## OBJECTIVE:
Quote the lines below without any change, starting at the first line and ending at the line that contains "column 374, row 203", with both of those included.

-=-=-

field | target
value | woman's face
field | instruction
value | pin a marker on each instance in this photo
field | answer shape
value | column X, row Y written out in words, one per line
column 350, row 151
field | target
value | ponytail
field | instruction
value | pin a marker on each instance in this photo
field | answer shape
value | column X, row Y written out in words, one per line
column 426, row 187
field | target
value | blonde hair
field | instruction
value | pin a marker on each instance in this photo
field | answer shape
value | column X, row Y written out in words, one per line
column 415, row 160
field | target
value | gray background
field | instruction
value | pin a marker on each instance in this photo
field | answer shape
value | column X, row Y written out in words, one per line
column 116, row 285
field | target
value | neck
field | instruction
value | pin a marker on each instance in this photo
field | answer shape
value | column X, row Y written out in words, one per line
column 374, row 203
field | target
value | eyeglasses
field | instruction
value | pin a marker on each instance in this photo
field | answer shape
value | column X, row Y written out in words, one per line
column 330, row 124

-=-=-

## ANSWER FOR THIS EXERCISE:
field | target
value | woman's face
field | instruction
value | pin a marker on each instance in this photo
field | answer shape
value | column X, row Y written out in words, one per line
column 350, row 151
field | target
value | ponytail
field | instruction
value | pin a marker on each instance in this photo
field | answer shape
value | column X, row Y written out in words, one per line
column 426, row 187
field | target
value | blonde hair
field | instruction
value | pin a marker on each instance in this photo
field | answer shape
value | column X, row Y written out in words, one per line
column 415, row 160
field | target
value | gray background
field | instruction
value | pin a marker on each instance in this photo
field | answer shape
value | column X, row Y written out in words, one per line
column 116, row 285
field | target
value | neck
field | instruction
value | pin a marker on each instance in this photo
field | answer shape
value | column X, row Y written out in words, one per line
column 374, row 203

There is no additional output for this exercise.